Extract all of the lines below and reproduce each one verbatim, with no changes.
··· Entries provided
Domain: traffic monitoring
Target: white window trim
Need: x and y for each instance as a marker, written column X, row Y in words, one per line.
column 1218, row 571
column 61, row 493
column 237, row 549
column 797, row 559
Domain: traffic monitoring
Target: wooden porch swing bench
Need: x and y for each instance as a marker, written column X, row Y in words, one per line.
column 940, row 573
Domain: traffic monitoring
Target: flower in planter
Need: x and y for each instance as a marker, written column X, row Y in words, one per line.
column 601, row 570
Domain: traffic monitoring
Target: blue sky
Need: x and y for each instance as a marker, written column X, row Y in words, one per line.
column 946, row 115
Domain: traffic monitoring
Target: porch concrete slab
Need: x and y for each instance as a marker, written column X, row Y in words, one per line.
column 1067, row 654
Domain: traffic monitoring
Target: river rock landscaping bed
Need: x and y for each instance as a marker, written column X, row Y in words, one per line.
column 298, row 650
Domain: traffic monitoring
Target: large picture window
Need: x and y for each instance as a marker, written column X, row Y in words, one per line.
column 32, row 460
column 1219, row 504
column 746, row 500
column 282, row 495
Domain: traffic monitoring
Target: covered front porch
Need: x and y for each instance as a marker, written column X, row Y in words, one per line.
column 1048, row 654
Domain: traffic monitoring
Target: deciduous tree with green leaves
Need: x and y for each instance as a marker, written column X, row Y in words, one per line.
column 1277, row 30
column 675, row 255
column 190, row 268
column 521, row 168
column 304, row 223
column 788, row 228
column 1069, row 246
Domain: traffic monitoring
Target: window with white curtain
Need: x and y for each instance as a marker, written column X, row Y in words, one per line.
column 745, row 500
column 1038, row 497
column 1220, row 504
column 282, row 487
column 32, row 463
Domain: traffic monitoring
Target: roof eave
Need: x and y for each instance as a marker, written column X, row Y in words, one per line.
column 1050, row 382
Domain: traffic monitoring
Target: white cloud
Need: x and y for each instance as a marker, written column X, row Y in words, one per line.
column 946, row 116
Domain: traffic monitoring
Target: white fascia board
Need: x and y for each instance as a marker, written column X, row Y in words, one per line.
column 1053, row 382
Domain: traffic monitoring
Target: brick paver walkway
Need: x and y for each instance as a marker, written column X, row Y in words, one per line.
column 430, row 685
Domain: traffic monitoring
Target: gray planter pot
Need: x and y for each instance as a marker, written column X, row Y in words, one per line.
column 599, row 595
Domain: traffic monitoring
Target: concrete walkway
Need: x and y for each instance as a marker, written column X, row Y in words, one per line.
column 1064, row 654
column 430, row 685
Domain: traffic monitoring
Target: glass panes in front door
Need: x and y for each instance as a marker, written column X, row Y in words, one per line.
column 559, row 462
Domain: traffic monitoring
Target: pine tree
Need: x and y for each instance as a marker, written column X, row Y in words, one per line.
······
- **Expected answer**:
Domain: traffic monitoring
Target: white window trim
Need: x and y for each instance as a marker, written column X, row Y in words, one per line.
column 1218, row 571
column 61, row 493
column 237, row 549
column 797, row 559
Domain: traffic monitoring
Target: wooden porch swing bench
Need: x and y for each instance as a marker, written column X, row Y in words, one per line.
column 940, row 573
Domain: traffic monitoring
Target: flower in planter
Need: x and y for each instance as a marker, written column X, row Y in words, one per line.
column 601, row 570
Domain: traffic monitoring
Target: blue sky
Need: x and y for each instance as a marker, written column X, row Y in words, one per line.
column 946, row 115
Domain: traffic monitoring
Target: porch concrete slab
Need: x and y for each instance as a marker, written column X, row Y in words, one per line.
column 1067, row 654
Domain: traffic monitoring
Target: river rock landscaping bed
Need: x and y for each instance as a marker, written column X, row Y in words, one per line.
column 298, row 650
Domain: traffic monitoring
Target: large picture window
Need: x and y for each instance as a marker, written column X, row Y in words, one per line.
column 32, row 460
column 1219, row 504
column 746, row 500
column 282, row 495
Domain: traffic monitoring
Target: covered front porch
Need: x and y for each instance as a marker, written column X, row Y in words, one per line.
column 1048, row 654
Domain: traffic monitoring
Target: deciduous tree with green leaves
Need: x and y for each instance as a marker, written column X, row Y in words, one per line.
column 1277, row 30
column 675, row 255
column 190, row 268
column 521, row 168
column 304, row 223
column 788, row 228
column 1069, row 246
Domain: traffic monitoring
Target: window with white curtain
Need: x and y for each instance as a marker, written column X, row Y in words, one per line.
column 745, row 500
column 1038, row 497
column 1220, row 504
column 282, row 487
column 32, row 463
Domain: traffic monitoring
Target: roof eave
Need: x and y for each instance as a marker, written column X, row Y in words, one per line.
column 1050, row 382
Domain: traffic monitoring
Target: white cloud
Need: x and y for each instance as a marker, written column X, row Y in words, one per line.
column 946, row 116
Domain: traffic monitoring
Target: white fascia board
Need: x and y for each instance as a marker, written column X, row Y in words, one per line.
column 1053, row 382
Domain: traffic monitoring
Target: brick paver walkway
Need: x and y for each instance as a marker, written column X, row Y in words, one per line.
column 430, row 685
Domain: traffic monitoring
Target: gray planter pot
Need: x and y for each instance as a marker, written column X, row Y in words, one per line.
column 599, row 595
Domain: traffic monitoring
Target: concrete walkway
Need: x and y for each instance as a marker, written column X, row Y in words, one per line.
column 1064, row 654
column 430, row 685
Domain: traffic monitoring
Target: glass panes in front door
Need: x and y for each instance as a marker, written column X, row Y in words, one per line.
column 559, row 462
Domain: traffic monitoring
Target: pine tree
Need: x and y for each instance as a marker, written column X, row Y in words, one per line.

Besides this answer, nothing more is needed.